··· EXTRAIT DU DOCUMENT ···

Blade n’a en réalité pas d’autre choix que de s’allier à ceux qu’il déteste le plus, pour une version moderne et sanguinolente des (Les) 12 Salopards que del Toro voulait rappeler. Un groupe armé cependant bien trop nombreux pour que le long-métrage s’y attarde plus que de raison, mais qui confère tout de même à chaque personnage une petite once de personnalité. Parmi ses membres notables trône ainsi la bienveillante (pour un vampire) mais déterminée fille de Damaskinos Nyssa, interprétée par l’actrice et mannequin franco-chilienne Leonor Varela. Aperçue dans les séries françaises Extrême Limite et Sous le Soleil dans les années 90, elle se fait remarquer dans la mini-série américaine Cléopâtre (1999) avant de poursuivre une carrière internationale mais discrète partagée entre le cinéma et la télévision (dont un épisode pour Les Agents du S.H.I.E.L.D. en 2013). À la tête du groupe et partageant un certain sens de la justice avec Blade, elle sera sa meilleure alliée.

··· DONNÉES EXTRAITES ···

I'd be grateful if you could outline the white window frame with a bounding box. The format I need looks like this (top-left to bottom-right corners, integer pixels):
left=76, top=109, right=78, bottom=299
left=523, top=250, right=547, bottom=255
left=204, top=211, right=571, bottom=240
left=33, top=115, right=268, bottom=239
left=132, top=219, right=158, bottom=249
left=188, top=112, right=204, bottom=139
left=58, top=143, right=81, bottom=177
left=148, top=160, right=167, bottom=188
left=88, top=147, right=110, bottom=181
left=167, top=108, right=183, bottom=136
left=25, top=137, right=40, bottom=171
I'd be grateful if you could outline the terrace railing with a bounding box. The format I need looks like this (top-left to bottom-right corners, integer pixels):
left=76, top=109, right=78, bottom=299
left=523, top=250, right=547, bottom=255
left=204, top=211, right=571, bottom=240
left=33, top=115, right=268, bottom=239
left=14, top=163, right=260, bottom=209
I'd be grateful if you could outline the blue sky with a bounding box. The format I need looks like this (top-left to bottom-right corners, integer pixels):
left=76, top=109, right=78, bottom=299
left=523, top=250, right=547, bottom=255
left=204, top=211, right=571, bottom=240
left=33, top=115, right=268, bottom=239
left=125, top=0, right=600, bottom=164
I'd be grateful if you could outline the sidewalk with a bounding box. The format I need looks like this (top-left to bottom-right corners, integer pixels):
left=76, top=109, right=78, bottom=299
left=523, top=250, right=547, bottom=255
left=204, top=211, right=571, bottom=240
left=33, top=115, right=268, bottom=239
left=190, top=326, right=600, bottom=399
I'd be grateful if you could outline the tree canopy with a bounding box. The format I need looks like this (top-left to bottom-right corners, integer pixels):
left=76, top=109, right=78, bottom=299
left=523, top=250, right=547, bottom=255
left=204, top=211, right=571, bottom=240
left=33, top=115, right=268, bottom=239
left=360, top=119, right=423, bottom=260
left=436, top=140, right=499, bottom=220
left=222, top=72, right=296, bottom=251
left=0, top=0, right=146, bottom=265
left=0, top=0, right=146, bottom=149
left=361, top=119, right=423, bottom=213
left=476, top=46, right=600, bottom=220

···

**TRAVAIL DEMANDÉ:**
**a.** D'après l'extrait du document, quelle actrice interprète Nyssa, la fille de Damaskinos ?
**b.** Recopiez les entrées entre la ligne contenant « I'd be grateful if you could outline the blue » et la fin des entrées, bornes comprises. Reprenez chaque ligne à l'identique, sauf les coordonnées figurant dans les réponses, à augmenter toutes de 11.

**RÉPONSES PAR TÂCHE:**
**a.** Leonor Varela, actrice et mannequin franco-chilienne.

**b.**
I'd be grateful if you could outline the blue sky with a bounding box. The format I need looks like this (top-left to bottom-right corners, integer pixels):
left=76, top=109, right=78, bottom=299
left=523, top=250, right=547, bottom=255
left=204, top=211, right=571, bottom=240
left=33, top=115, right=268, bottom=239
left=136, top=11, right=611, bottom=175
I'd be grateful if you could outline the sidewalk with a bounding box. The format I need looks like this (top-left to bottom-right corners, integer pixels):
left=76, top=109, right=78, bottom=299
left=523, top=250, right=547, bottom=255
left=204, top=211, right=571, bottom=240
left=33, top=115, right=268, bottom=239
left=201, top=337, right=611, bottom=410
I'd be grateful if you could outline the tree canopy with a bounding box. The format I need looks like this (top-left to bottom-right corners, integer pixels):
left=76, top=109, right=78, bottom=299
left=523, top=250, right=547, bottom=255
left=204, top=211, right=571, bottom=240
left=33, top=115, right=268, bottom=239
left=371, top=130, right=434, bottom=271
left=447, top=151, right=510, bottom=231
left=233, top=83, right=307, bottom=262
left=11, top=11, right=157, bottom=276
left=11, top=11, right=157, bottom=160
left=372, top=130, right=434, bottom=224
left=487, top=57, right=611, bottom=231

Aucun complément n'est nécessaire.